**Data in this exercise:**
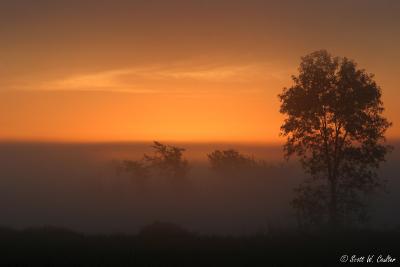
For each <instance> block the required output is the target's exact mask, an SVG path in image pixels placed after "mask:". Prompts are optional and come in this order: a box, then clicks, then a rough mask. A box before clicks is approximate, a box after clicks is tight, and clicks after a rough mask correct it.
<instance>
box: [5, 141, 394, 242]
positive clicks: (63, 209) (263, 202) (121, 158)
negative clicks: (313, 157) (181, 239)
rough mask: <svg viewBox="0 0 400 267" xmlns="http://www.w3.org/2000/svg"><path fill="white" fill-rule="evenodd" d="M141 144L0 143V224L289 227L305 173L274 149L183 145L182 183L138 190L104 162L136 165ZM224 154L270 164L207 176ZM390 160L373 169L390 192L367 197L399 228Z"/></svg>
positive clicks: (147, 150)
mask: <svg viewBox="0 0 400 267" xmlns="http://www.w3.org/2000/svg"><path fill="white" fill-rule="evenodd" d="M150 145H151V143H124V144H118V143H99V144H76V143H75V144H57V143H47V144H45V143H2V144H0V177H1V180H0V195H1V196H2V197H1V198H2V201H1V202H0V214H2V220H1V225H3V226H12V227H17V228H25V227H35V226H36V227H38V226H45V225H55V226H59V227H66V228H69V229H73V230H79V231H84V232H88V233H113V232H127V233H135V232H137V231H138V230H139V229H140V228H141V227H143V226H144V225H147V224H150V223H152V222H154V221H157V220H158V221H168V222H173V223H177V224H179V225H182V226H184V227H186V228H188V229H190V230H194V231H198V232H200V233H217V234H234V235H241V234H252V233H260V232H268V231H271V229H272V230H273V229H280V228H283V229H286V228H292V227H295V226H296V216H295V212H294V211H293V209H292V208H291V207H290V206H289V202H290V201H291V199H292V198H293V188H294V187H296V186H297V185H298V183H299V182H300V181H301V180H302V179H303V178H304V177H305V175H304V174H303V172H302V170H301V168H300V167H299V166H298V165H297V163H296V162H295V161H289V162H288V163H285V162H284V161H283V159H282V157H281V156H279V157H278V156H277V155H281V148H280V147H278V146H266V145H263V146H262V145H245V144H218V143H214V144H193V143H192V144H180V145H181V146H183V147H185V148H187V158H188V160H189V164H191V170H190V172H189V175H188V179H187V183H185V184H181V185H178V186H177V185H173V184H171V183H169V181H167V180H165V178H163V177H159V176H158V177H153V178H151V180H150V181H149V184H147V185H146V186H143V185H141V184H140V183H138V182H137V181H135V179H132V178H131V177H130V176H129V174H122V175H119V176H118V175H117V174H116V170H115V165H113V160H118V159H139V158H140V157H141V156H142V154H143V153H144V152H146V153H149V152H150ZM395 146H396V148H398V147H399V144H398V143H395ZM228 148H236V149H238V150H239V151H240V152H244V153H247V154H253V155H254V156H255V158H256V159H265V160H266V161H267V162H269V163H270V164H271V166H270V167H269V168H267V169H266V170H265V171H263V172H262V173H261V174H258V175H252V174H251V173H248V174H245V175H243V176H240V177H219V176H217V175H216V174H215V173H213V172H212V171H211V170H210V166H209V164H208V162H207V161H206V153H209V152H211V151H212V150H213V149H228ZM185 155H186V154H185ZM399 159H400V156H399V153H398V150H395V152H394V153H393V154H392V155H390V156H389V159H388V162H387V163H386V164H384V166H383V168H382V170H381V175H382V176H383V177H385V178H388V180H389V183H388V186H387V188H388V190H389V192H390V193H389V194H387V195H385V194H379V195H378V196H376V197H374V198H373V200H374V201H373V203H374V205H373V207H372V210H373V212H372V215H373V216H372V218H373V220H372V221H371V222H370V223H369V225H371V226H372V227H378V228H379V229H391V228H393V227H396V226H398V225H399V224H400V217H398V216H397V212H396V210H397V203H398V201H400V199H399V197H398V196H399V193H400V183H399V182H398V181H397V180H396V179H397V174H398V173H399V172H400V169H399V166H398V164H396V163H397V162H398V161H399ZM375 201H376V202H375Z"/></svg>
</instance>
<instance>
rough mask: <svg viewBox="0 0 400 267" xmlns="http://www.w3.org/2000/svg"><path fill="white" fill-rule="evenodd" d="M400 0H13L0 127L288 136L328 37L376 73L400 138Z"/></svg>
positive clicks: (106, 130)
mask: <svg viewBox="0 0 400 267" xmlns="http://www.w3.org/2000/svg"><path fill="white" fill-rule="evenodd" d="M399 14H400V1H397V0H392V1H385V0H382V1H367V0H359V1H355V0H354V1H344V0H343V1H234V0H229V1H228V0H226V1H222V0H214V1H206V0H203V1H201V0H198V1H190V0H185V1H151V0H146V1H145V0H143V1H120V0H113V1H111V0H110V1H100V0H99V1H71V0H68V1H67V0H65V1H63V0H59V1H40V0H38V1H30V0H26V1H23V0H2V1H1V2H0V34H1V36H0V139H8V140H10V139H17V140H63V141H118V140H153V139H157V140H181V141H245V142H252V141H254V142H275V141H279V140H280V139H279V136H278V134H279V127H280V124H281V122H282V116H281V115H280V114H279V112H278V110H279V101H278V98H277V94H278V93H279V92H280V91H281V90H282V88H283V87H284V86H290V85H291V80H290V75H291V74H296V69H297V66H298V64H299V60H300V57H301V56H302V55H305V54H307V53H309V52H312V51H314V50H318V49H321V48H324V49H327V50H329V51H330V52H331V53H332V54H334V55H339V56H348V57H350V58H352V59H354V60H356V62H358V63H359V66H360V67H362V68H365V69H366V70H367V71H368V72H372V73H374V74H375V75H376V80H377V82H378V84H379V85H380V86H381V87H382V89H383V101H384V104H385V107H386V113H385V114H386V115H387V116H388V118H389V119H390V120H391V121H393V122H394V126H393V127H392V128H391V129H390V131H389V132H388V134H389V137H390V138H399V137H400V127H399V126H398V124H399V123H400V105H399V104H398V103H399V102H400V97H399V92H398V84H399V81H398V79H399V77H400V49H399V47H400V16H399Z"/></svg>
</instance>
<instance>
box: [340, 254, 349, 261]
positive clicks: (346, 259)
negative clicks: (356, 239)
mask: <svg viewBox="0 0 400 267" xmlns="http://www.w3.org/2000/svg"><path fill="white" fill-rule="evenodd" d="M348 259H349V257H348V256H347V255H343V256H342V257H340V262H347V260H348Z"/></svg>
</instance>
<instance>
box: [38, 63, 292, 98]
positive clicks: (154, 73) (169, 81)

**Task statement:** In your copy, include every record word for word but no pictures.

**Result below:**
For each <instance> block the required output is the target's exact mask, an SVG path in image pixels placed after "mask:". Prompts are optional and come in this order: a box, then clicks, then a rough mask. A box before clicks is approximate, a box after clicks is tight, and clicks after a rough mask correct it.
<instance>
box: [5, 141, 394, 242]
positive clicks: (63, 209) (263, 202) (121, 158)
negative clicks: (313, 157) (181, 239)
rough mask: <svg viewBox="0 0 400 267" xmlns="http://www.w3.org/2000/svg"><path fill="white" fill-rule="evenodd" d="M141 144L0 143V224L289 227L305 173L274 149L183 145L182 183L138 190L104 162L136 165ZM224 154L270 164L207 176ZM390 160L373 169L390 192L367 197L399 228Z"/></svg>
positive clicks: (147, 150)
mask: <svg viewBox="0 0 400 267" xmlns="http://www.w3.org/2000/svg"><path fill="white" fill-rule="evenodd" d="M150 145H151V143H124V144H118V143H99V144H76V143H75V144H57V143H47V144H45V143H2V144H0V177H1V180H0V195H1V196H2V197H1V198H2V201H1V202H0V214H2V220H1V225H3V226H12V227H17V228H25V227H35V226H36V227H38V226H45V225H55V226H59V227H66V228H69V229H73V230H79V231H84V232H88V233H113V232H127V233H135V232H137V231H138V230H139V229H140V228H141V227H143V226H144V225H147V224H150V223H152V222H154V221H157V220H158V221H168V222H173V223H177V224H179V225H182V226H184V227H186V228H188V229H190V230H194V231H198V232H200V233H217V234H234V235H241V234H252V233H260V232H268V231H271V229H272V230H273V229H280V228H283V229H286V228H292V227H295V226H296V216H295V212H294V211H293V209H292V208H291V207H290V206H289V202H290V201H291V199H292V198H293V188H294V187H296V186H297V185H298V183H299V182H300V181H301V180H302V179H303V178H304V177H305V175H304V174H303V172H302V170H301V168H300V167H299V166H298V165H297V163H296V162H295V161H289V162H288V163H285V162H284V161H283V159H282V157H281V156H279V157H278V156H277V155H281V148H280V147H278V146H266V145H263V146H262V145H245V144H218V143H214V144H193V143H192V144H180V145H181V146H183V147H185V148H187V158H188V160H189V164H191V170H190V172H189V175H188V179H187V183H185V184H181V185H178V186H177V185H173V184H171V183H169V181H167V180H165V178H163V177H159V176H158V177H153V178H151V180H150V181H149V184H147V185H146V186H143V185H141V184H140V183H138V182H137V181H135V179H132V178H131V177H130V176H129V174H122V175H119V176H118V175H117V174H116V170H115V165H113V160H118V159H139V158H140V157H141V156H142V154H143V153H144V152H146V153H149V152H150ZM395 146H396V148H398V147H399V144H398V143H395ZM228 148H236V149H238V150H239V151H240V152H244V153H247V154H253V155H254V156H255V158H256V159H265V160H266V161H267V162H269V163H270V164H271V166H270V167H269V168H267V169H266V170H265V171H263V172H262V173H261V174H258V175H252V174H251V173H248V174H245V175H243V176H240V177H219V176H217V175H216V174H215V173H213V172H212V171H211V170H210V166H209V164H208V162H207V161H206V153H209V152H211V151H212V150H213V149H228ZM185 155H186V154H185ZM399 159H400V156H399V153H398V150H395V152H394V153H393V154H392V155H390V156H389V159H388V162H387V163H386V164H384V166H383V168H382V170H381V175H382V176H383V177H385V178H388V180H389V183H388V186H387V188H388V190H389V192H390V193H389V194H387V195H385V194H379V195H378V196H376V197H374V198H373V200H374V201H373V203H374V205H373V207H372V210H373V212H372V215H373V216H372V218H373V220H372V221H371V222H370V223H369V225H371V226H372V227H378V228H379V229H391V228H393V227H396V226H398V225H399V224H400V217H398V216H397V212H396V210H397V203H398V201H400V199H399V197H398V196H399V193H400V183H399V182H398V181H397V180H396V179H397V174H398V173H399V172H400V169H399V166H398V164H396V163H397V162H398V161H399ZM375 201H376V202H375Z"/></svg>
</instance>
<instance>
rough mask: <svg viewBox="0 0 400 267" xmlns="http://www.w3.org/2000/svg"><path fill="white" fill-rule="evenodd" d="M400 0H13L0 127L288 136L328 37L376 73L400 138Z"/></svg>
positive clicks: (106, 130)
mask: <svg viewBox="0 0 400 267" xmlns="http://www.w3.org/2000/svg"><path fill="white" fill-rule="evenodd" d="M399 14H400V1H397V0H392V1H385V0H382V1H367V0H359V1H355V0H354V1H344V0H343V1H234V0H229V1H228V0H226V1H222V0H214V1H206V0H203V1H201V0H198V1H190V0H185V1H151V0H146V1H145V0H143V1H120V0H113V1H111V0H110V1H100V0H99V1H71V0H68V1H67V0H65V1H63V0H59V1H40V0H38V1H30V0H26V1H23V0H2V1H1V2H0V34H1V36H0V139H8V140H10V139H17V140H63V141H118V140H153V139H157V140H181V141H245V142H252V141H254V142H275V141H279V140H280V139H279V136H278V134H279V127H280V124H281V122H282V116H281V115H280V114H279V112H278V110H279V101H278V98H277V94H278V93H279V92H280V91H281V90H282V88H283V87H284V86H290V85H291V80H290V75H291V74H296V69H297V66H298V64H299V60H300V57H301V56H302V55H305V54H307V53H309V52H312V51H314V50H318V49H321V48H324V49H327V50H329V51H330V52H331V53H332V54H334V55H339V56H348V57H350V58H352V59H354V60H356V62H358V63H359V66H360V67H362V68H365V69H366V70H367V71H368V72H372V73H374V74H375V75H376V80H377V82H378V84H379V85H380V86H381V87H382V89H383V101H384V104H385V107H386V113H385V114H386V115H387V116H388V118H389V119H390V120H391V121H393V122H394V126H393V127H392V128H391V129H390V131H389V132H388V134H389V137H390V138H399V137H400V127H399V126H398V124H399V123H400V105H399V104H398V103H399V102H400V97H399V92H398V84H399V81H398V79H399V77H400V49H399V47H400V16H399Z"/></svg>
</instance>
<instance>
box: [340, 254, 349, 261]
positive clicks: (346, 259)
negative clicks: (356, 239)
mask: <svg viewBox="0 0 400 267" xmlns="http://www.w3.org/2000/svg"><path fill="white" fill-rule="evenodd" d="M348 259H349V257H348V256H347V255H343V256H342V257H340V262H347V260H348Z"/></svg>
</instance>
<instance>
box: [38, 63, 292, 98]
positive clicks: (154, 73) (169, 81)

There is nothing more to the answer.